Write out the lines from the line containing "Target: metal iv stand" through the final line of the listing below, exactly, omitting every other line.

>> start DATASET ENTRIES

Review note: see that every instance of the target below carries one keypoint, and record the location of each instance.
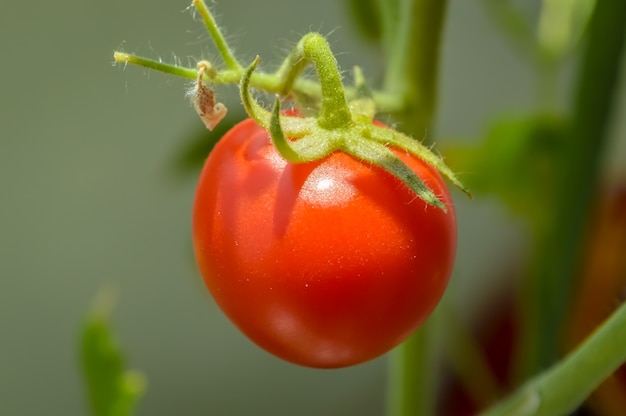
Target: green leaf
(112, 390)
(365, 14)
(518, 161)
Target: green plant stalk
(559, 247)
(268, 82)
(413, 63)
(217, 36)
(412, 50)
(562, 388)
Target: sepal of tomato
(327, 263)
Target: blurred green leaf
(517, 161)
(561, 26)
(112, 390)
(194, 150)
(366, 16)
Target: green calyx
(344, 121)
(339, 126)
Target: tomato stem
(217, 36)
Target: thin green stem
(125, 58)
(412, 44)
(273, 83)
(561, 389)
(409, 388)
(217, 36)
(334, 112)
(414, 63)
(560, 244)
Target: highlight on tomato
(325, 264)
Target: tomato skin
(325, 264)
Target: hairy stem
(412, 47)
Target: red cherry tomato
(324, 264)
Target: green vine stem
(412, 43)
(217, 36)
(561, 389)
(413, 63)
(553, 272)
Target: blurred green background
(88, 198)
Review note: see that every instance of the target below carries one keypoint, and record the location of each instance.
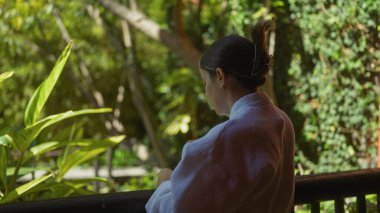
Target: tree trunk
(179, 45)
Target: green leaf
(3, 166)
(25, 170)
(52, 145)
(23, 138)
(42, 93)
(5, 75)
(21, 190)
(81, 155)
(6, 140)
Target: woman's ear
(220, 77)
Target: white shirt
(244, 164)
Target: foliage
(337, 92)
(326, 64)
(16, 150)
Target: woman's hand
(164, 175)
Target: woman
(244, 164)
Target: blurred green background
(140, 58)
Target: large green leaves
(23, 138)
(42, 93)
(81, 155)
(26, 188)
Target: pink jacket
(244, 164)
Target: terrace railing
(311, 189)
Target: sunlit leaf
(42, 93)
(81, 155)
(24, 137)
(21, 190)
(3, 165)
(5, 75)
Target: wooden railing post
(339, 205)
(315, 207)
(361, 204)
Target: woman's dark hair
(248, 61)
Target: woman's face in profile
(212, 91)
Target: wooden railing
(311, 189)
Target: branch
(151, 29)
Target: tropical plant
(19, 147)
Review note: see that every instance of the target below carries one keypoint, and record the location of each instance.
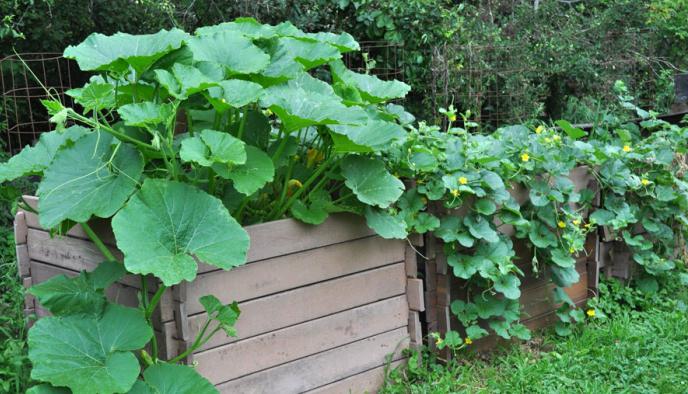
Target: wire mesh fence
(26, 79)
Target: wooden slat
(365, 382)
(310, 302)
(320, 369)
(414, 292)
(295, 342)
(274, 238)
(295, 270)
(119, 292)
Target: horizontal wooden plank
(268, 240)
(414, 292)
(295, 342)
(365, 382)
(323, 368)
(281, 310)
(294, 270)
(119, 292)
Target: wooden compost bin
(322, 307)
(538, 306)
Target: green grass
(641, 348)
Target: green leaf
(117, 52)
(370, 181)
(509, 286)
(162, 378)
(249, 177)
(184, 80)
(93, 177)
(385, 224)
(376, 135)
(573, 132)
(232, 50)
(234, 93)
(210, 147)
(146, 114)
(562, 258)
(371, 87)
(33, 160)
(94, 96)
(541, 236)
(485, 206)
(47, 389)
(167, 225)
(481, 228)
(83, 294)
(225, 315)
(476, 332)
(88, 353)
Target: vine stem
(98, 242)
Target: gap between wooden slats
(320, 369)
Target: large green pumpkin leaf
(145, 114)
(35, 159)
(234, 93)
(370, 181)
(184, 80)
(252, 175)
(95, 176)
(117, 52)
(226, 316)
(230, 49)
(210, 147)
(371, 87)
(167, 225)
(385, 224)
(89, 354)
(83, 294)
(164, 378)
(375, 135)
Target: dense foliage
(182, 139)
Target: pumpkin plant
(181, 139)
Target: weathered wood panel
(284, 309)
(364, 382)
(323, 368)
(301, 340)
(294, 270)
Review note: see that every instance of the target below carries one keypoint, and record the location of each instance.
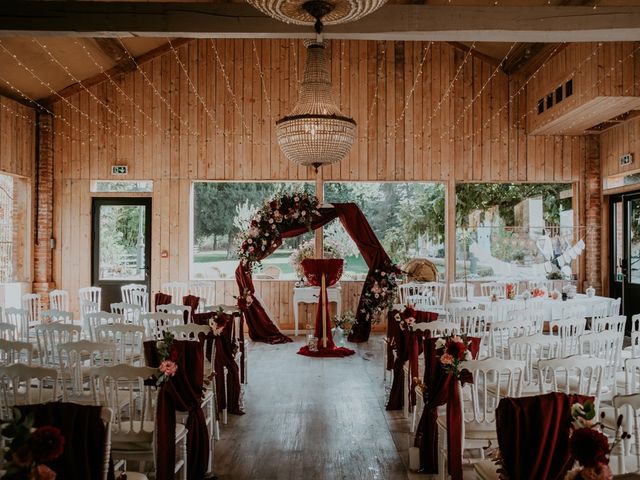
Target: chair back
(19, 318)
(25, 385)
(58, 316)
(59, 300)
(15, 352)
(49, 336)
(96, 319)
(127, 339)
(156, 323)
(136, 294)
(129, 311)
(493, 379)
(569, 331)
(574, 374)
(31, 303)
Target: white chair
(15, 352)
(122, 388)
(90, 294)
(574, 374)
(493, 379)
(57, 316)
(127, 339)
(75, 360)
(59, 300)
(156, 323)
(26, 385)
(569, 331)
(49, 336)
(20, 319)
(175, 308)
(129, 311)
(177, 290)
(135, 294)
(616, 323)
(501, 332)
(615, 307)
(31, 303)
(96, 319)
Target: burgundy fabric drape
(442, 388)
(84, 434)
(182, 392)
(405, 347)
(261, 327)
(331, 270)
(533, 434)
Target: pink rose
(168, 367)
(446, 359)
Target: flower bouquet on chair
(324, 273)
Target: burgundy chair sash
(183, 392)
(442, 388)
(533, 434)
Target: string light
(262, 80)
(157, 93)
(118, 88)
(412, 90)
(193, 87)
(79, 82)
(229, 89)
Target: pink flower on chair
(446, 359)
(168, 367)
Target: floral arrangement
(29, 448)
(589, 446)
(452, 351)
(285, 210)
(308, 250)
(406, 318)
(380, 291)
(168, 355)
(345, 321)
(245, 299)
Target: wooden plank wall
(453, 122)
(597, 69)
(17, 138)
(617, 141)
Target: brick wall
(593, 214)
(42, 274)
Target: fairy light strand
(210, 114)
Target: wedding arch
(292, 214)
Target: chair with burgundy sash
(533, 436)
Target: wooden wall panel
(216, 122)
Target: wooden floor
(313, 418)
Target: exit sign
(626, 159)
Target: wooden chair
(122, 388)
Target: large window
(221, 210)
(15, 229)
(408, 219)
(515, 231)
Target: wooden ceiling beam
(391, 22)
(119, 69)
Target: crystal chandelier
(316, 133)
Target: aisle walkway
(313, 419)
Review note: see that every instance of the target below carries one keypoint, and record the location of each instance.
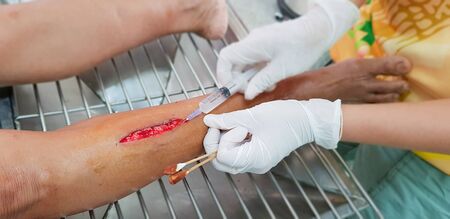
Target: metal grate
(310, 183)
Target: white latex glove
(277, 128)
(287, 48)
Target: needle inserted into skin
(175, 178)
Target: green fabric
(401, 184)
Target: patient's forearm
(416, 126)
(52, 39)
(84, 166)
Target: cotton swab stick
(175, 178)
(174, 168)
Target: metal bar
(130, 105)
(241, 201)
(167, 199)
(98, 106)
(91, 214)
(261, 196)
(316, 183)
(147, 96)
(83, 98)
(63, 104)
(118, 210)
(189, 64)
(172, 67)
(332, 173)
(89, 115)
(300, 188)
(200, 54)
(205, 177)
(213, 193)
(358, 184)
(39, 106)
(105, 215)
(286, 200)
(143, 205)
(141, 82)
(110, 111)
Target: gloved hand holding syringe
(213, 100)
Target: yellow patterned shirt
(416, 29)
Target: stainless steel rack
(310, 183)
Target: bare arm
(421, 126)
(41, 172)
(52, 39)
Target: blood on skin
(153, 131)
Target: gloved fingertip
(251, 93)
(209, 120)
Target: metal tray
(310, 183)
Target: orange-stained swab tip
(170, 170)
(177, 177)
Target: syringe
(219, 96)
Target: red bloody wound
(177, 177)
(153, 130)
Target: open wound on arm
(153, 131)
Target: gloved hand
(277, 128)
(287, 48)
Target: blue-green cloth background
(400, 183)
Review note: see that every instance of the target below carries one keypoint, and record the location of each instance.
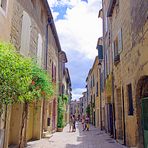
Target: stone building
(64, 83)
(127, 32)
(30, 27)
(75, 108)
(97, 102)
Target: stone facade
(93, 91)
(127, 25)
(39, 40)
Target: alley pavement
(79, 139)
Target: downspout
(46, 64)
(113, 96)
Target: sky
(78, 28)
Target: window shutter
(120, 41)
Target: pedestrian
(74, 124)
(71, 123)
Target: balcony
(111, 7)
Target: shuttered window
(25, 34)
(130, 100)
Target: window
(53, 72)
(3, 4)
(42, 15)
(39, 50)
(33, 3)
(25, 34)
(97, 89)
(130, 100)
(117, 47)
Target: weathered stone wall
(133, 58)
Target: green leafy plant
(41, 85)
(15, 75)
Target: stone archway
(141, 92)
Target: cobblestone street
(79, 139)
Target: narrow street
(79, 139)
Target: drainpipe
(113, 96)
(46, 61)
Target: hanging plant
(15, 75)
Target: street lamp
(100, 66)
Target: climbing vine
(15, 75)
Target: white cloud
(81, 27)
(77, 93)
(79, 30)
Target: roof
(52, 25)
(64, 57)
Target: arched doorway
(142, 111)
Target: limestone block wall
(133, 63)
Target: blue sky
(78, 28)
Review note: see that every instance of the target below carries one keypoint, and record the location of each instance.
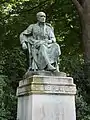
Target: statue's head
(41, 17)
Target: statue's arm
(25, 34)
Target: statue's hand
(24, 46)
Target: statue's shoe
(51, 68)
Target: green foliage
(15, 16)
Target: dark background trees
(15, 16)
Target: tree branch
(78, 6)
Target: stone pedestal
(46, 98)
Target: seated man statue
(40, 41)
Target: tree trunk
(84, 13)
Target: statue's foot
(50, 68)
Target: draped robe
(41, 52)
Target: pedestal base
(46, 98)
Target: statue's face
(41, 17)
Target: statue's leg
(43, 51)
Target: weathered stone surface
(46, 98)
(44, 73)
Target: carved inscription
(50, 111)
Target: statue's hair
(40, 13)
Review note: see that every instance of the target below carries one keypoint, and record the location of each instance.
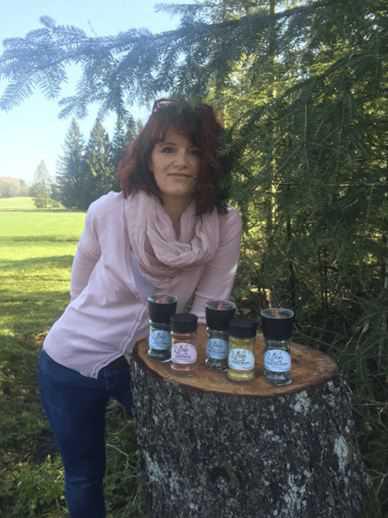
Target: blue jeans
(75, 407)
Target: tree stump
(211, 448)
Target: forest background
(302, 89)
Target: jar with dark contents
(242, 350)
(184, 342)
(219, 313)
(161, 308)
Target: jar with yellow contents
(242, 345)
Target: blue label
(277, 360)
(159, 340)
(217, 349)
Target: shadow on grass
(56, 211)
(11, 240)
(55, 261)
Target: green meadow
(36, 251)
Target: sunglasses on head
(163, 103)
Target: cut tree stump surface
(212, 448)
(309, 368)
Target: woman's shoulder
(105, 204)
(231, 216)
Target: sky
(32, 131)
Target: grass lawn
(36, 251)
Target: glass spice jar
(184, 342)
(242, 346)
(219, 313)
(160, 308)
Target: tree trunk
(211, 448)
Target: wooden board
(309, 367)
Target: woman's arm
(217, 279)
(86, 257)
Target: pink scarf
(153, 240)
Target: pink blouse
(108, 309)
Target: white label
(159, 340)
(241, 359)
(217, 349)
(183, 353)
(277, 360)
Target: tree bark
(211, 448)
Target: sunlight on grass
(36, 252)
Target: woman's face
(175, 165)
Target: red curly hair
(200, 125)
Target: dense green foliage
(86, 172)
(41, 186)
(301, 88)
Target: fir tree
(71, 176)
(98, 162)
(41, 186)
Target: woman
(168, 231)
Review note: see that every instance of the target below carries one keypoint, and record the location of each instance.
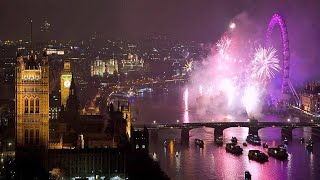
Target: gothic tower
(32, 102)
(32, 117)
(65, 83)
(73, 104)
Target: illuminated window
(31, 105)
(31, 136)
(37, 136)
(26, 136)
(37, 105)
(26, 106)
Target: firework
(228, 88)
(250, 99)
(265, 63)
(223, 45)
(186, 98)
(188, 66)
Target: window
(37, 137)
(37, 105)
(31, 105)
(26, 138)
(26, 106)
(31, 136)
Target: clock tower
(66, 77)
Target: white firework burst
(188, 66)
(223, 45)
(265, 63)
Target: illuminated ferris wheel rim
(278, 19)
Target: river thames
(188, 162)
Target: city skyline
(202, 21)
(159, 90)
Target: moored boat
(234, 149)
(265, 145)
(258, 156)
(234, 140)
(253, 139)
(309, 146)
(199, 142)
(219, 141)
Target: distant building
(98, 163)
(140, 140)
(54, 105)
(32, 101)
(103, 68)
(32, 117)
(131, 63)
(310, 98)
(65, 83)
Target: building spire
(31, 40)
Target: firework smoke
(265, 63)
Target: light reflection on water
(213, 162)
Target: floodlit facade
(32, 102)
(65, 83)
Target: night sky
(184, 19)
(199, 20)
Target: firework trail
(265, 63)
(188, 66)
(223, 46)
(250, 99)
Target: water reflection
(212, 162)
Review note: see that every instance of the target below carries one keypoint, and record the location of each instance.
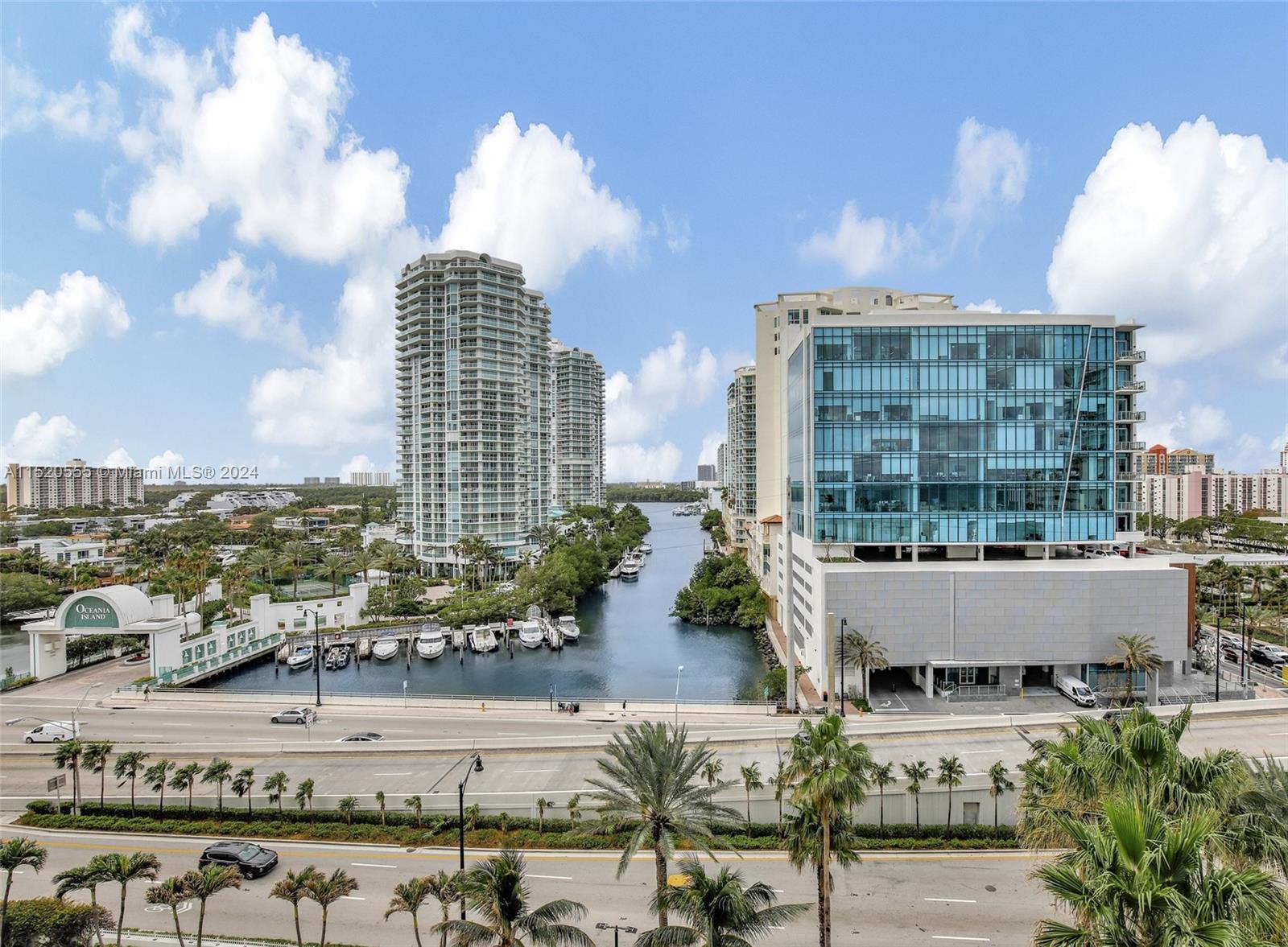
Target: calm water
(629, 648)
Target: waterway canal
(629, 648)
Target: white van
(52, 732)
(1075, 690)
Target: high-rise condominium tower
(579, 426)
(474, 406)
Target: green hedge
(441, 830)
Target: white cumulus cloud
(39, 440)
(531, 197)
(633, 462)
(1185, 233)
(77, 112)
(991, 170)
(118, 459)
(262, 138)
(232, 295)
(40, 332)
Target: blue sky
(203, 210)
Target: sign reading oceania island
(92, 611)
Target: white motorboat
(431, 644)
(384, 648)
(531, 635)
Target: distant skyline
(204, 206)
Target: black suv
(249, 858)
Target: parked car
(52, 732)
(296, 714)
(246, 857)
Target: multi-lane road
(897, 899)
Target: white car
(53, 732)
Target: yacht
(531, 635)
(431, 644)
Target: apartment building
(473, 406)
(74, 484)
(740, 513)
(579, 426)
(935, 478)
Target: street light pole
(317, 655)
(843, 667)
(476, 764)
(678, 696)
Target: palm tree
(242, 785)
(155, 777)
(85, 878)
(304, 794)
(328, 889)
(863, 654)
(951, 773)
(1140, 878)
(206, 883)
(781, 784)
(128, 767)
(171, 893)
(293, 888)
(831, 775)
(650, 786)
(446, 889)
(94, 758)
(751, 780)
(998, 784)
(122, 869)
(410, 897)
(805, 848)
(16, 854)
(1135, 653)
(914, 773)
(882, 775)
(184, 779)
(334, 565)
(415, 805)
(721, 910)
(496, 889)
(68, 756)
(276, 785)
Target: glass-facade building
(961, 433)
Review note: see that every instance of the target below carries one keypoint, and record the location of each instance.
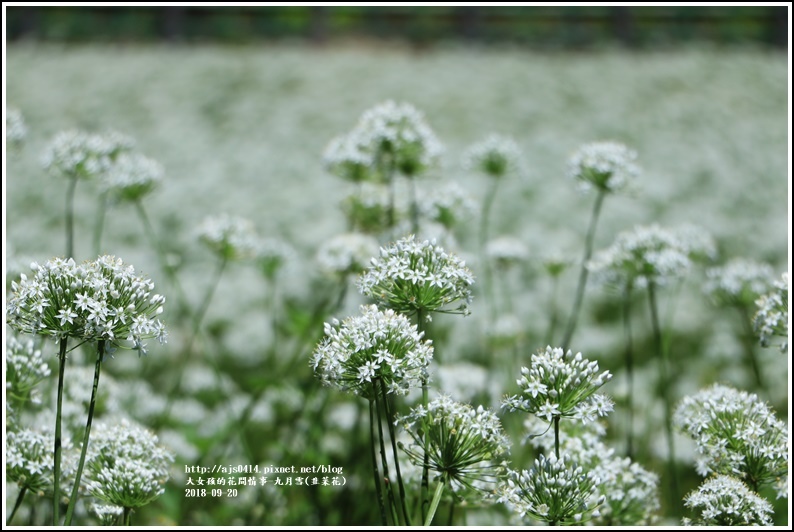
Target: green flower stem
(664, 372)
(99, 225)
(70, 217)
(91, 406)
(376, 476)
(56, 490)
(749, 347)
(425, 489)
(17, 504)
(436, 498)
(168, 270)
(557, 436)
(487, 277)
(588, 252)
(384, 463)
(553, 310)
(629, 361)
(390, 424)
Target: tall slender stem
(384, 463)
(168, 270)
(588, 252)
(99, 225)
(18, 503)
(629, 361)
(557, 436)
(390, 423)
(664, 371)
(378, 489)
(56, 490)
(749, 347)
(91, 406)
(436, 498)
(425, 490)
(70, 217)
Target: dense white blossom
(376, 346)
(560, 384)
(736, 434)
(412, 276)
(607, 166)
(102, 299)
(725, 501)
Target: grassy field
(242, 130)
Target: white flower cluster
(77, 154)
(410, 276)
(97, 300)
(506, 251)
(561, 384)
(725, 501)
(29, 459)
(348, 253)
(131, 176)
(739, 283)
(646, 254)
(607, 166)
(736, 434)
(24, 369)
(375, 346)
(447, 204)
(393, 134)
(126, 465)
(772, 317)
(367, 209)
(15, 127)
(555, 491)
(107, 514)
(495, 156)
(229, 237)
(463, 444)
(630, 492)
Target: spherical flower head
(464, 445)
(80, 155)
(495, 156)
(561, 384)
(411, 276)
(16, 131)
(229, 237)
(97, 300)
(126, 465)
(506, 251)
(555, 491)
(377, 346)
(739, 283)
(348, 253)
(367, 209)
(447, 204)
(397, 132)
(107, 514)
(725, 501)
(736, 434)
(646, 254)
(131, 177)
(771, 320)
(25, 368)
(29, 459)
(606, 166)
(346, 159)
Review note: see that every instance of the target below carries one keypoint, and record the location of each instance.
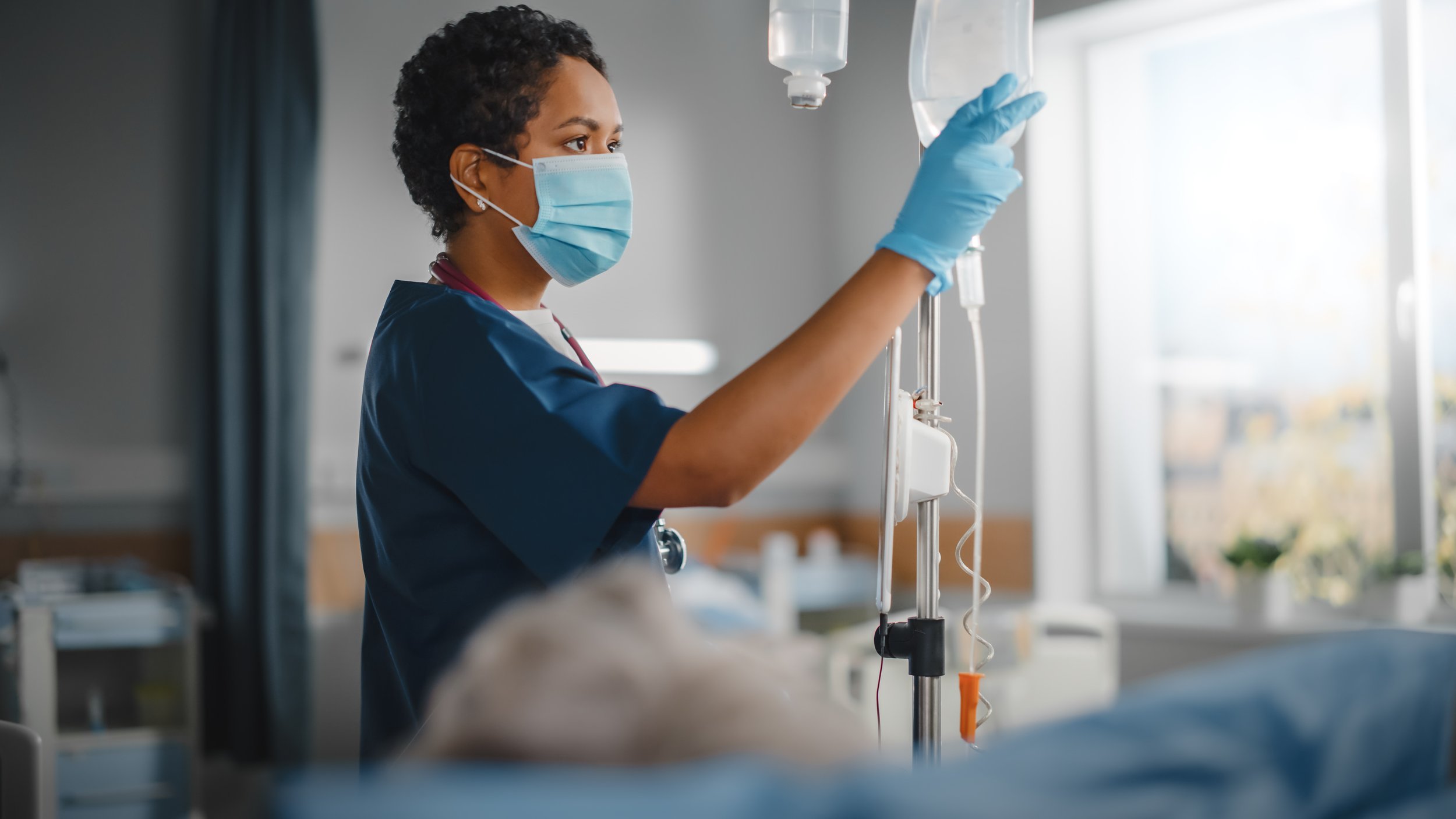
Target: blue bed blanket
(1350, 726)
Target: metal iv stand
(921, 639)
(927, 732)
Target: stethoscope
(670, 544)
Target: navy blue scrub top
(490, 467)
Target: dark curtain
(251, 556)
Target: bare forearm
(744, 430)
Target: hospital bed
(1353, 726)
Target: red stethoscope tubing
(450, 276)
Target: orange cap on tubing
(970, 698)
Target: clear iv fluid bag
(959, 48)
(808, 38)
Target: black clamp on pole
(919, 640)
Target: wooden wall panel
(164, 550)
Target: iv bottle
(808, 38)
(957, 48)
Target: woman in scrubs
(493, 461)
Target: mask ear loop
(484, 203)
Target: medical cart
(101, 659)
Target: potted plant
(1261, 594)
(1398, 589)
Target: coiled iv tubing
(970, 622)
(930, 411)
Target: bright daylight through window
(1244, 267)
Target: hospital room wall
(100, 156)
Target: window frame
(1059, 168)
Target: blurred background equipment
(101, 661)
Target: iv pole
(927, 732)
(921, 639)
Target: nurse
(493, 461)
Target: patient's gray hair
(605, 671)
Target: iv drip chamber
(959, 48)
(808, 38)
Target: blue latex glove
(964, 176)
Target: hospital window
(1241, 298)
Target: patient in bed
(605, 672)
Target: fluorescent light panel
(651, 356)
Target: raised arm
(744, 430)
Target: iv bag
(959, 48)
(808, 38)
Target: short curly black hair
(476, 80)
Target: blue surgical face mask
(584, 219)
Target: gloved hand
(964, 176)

>> end DATASET ENTRIES

SOLUTION TO THE EXERCISE -
Target: metal iv stand
(921, 639)
(927, 732)
Target: stethoscope
(670, 544)
Target: navy blue scrub top
(490, 467)
Target: dark curtain
(251, 556)
Target: bare forearm
(744, 430)
Target: hospital bed
(1353, 726)
Target: red stethoscope tubing
(450, 276)
Target: orange cap on tubing
(970, 698)
Target: clear iv fluid bag
(959, 48)
(808, 38)
Target: black clamp on pole
(919, 640)
Target: wooden wall panel
(164, 550)
Target: iv bottle
(808, 38)
(957, 48)
Target: woman in scrubs
(493, 461)
Target: mask ear loop
(484, 203)
Target: medical cart
(101, 659)
Target: potted plant
(1261, 594)
(1398, 589)
Target: coiled iv tubing
(970, 622)
(930, 411)
Target: bright daylight through window
(1244, 267)
Target: hospital room wall
(100, 156)
Target: window frame
(1059, 168)
Target: blurred background equipment
(101, 661)
Target: iv pole
(927, 732)
(921, 639)
Target: nurse
(493, 461)
Target: patient's gray hair
(605, 671)
Target: iv drip chamber
(959, 48)
(808, 38)
Target: blue latex glove
(964, 176)
Target: hospital window
(1241, 298)
Target: patient in bed
(605, 672)
Target: fluorescent light panel
(651, 356)
Target: raised arm
(744, 430)
Target: iv bag
(959, 48)
(808, 38)
Target: short curly black hair
(476, 80)
Target: blue surgical face mask
(584, 219)
Target: gloved hand
(964, 176)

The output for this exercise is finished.